## WORK ORDER
Every entry below should be reproduced exactly; no picture is to be included.

Records from a data source:
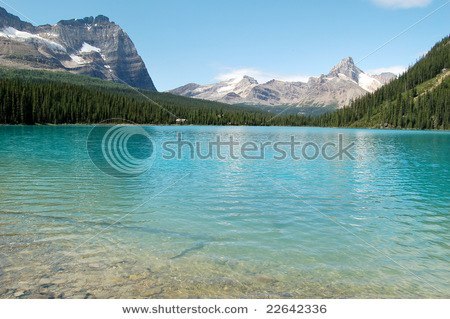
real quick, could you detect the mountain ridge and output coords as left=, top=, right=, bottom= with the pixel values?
left=0, top=35, right=447, bottom=130
left=169, top=57, right=397, bottom=109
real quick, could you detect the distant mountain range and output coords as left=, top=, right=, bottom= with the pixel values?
left=0, top=7, right=156, bottom=91
left=170, top=57, right=397, bottom=110
left=0, top=30, right=447, bottom=130
left=0, top=6, right=400, bottom=109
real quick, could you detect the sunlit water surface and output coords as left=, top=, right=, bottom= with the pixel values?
left=0, top=126, right=449, bottom=298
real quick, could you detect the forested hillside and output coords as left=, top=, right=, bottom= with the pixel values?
left=314, top=36, right=449, bottom=130
left=0, top=36, right=448, bottom=129
left=0, top=68, right=308, bottom=126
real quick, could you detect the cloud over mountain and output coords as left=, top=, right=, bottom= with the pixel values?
left=371, top=0, right=432, bottom=9
left=367, top=65, right=407, bottom=75
left=216, top=68, right=311, bottom=84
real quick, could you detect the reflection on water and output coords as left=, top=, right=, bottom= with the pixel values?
left=0, top=126, right=449, bottom=298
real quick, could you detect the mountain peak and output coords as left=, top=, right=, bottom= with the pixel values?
left=332, top=57, right=356, bottom=70
left=94, top=15, right=110, bottom=23
left=225, top=75, right=258, bottom=85
left=242, top=75, right=258, bottom=84
left=0, top=6, right=34, bottom=31
left=342, top=56, right=354, bottom=64
left=328, top=56, right=363, bottom=82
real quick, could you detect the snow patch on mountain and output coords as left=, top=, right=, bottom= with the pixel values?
left=80, top=42, right=101, bottom=53
left=358, top=72, right=382, bottom=93
left=0, top=26, right=66, bottom=52
left=191, top=75, right=259, bottom=101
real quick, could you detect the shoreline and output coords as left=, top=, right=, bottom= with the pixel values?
left=0, top=123, right=449, bottom=133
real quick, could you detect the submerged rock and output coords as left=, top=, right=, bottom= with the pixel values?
left=13, top=290, right=31, bottom=298
left=88, top=263, right=102, bottom=269
left=142, top=287, right=163, bottom=298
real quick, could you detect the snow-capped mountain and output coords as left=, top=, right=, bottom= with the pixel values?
left=170, top=57, right=396, bottom=108
left=328, top=57, right=383, bottom=93
left=171, top=75, right=259, bottom=103
left=0, top=7, right=156, bottom=91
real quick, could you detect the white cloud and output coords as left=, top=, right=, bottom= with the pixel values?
left=215, top=67, right=311, bottom=83
left=367, top=65, right=407, bottom=75
left=215, top=68, right=260, bottom=82
left=371, top=0, right=432, bottom=9
left=276, top=74, right=312, bottom=82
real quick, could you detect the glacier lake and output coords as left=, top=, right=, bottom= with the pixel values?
left=0, top=125, right=449, bottom=298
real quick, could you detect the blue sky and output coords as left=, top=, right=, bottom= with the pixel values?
left=1, top=0, right=449, bottom=90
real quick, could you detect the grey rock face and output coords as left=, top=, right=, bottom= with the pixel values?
left=0, top=7, right=34, bottom=31
left=371, top=72, right=397, bottom=85
left=170, top=57, right=397, bottom=109
left=169, top=83, right=201, bottom=97
left=250, top=86, right=282, bottom=102
left=0, top=7, right=156, bottom=91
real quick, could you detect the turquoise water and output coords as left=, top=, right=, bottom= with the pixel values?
left=0, top=125, right=449, bottom=298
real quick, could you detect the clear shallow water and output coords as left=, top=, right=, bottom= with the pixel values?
left=0, top=125, right=449, bottom=298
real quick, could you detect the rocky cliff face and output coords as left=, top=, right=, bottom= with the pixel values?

## RESULT OF THE TASK
real quick, could you detect the mountain ridge and output coords as left=, top=, right=, bottom= with the pixel values?
left=0, top=35, right=447, bottom=130
left=169, top=57, right=397, bottom=109
real quick, could you detect the distant mountain range and output coords as left=, top=, right=, bottom= with the pixel values?
left=0, top=7, right=156, bottom=91
left=170, top=57, right=397, bottom=110
left=0, top=30, right=447, bottom=130
left=0, top=6, right=400, bottom=109
real quick, could you detect the sunlit water surface and output coords as left=, top=, right=, bottom= with the pixel values?
left=0, top=126, right=449, bottom=298
real quick, could you detect the forested hillside and output coords as left=, top=, right=, bottom= with the pixel values?
left=314, top=36, right=449, bottom=130
left=0, top=36, right=448, bottom=129
left=0, top=68, right=308, bottom=126
real quick, could you detect the cloud over mountain and output coords as left=, top=, right=, bottom= with the pixel values?
left=371, top=0, right=432, bottom=9
left=367, top=65, right=407, bottom=75
left=216, top=68, right=311, bottom=84
real quick, could you detect the reflection on water and output coords as left=, top=, right=, bottom= with the pixel values?
left=0, top=126, right=449, bottom=298
real quick, could you detect the mountain peak and output coords as left=, top=, right=, bottom= with the pixel values?
left=332, top=57, right=356, bottom=70
left=94, top=15, right=110, bottom=23
left=225, top=75, right=258, bottom=85
left=242, top=75, right=258, bottom=84
left=0, top=6, right=34, bottom=31
left=342, top=56, right=354, bottom=64
left=328, top=56, right=363, bottom=82
real quick, could you detect the snow patch on mountain and output coords as left=, top=, right=, bottom= with the pixel values?
left=80, top=42, right=101, bottom=53
left=358, top=72, right=382, bottom=93
left=0, top=26, right=66, bottom=52
left=191, top=75, right=259, bottom=101
real quick, could you detect the shoreline and output coords as left=, top=, right=, bottom= with the pixel values?
left=0, top=123, right=449, bottom=133
real quick, could you detect the submerged rock and output coords as left=, top=, right=, bottom= with the pixel values?
left=13, top=290, right=31, bottom=298
left=88, top=263, right=102, bottom=269
left=142, top=287, right=163, bottom=298
real quick, could you detect the snow-capped mountain and output coords as left=, top=, right=, bottom= with the pixel values?
left=170, top=57, right=396, bottom=108
left=328, top=57, right=383, bottom=93
left=171, top=75, right=259, bottom=103
left=0, top=7, right=156, bottom=91
real quick, could you detect the white cloud and output coords as left=, top=, right=, bottom= with the pixel values?
left=215, top=67, right=311, bottom=83
left=367, top=65, right=407, bottom=75
left=215, top=68, right=260, bottom=82
left=371, top=0, right=432, bottom=9
left=276, top=74, right=312, bottom=82
real quick, could you detect the glacier lake and output coords as left=, top=, right=, bottom= with the pixel values?
left=0, top=125, right=449, bottom=298
real quick, could you detect the blue sky and output coords as left=, top=, right=, bottom= with the pixel values?
left=1, top=0, right=449, bottom=90
real quick, could you detect the grey rock face and output coords as left=, top=, right=, bottom= with the pixel values?
left=0, top=7, right=34, bottom=31
left=371, top=72, right=397, bottom=85
left=170, top=57, right=397, bottom=109
left=169, top=83, right=201, bottom=97
left=250, top=86, right=282, bottom=102
left=0, top=7, right=156, bottom=91
real quick, could you detect the turquoise water and output coords as left=, top=, right=, bottom= with the pixel values?
left=0, top=125, right=449, bottom=298
real quick, could you detect the clear shallow water and output coords as left=, top=, right=, bottom= with the pixel values?
left=0, top=125, right=449, bottom=298
real quick, could you detect the rocky cliff face and output coords as left=, top=, right=, bottom= with the pixel values?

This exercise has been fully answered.